## GIVEN TASK
In the records below, copy out the lines from the one containing "Return an outline for every instance of the stone" through the end of the records, character for character.

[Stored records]
=-=-=-=-=
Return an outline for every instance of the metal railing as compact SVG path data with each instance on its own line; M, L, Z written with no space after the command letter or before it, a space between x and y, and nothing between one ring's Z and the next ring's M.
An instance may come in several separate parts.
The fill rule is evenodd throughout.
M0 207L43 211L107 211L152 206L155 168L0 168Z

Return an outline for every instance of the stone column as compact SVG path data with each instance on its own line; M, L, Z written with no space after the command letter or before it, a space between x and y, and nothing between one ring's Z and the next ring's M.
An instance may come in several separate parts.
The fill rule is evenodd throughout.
=-=-=-=-=
## REPLY TO THE EXERCISE
Return an outline for every instance of the stone column as compact SVG path data with each instance on its own line; M, L, Z written with no space after the command letter or before it, a space between x and y, and nothing between one ring's Z and the next ring's M.
An instance may come in several separate parts.
The fill rule is evenodd throughout.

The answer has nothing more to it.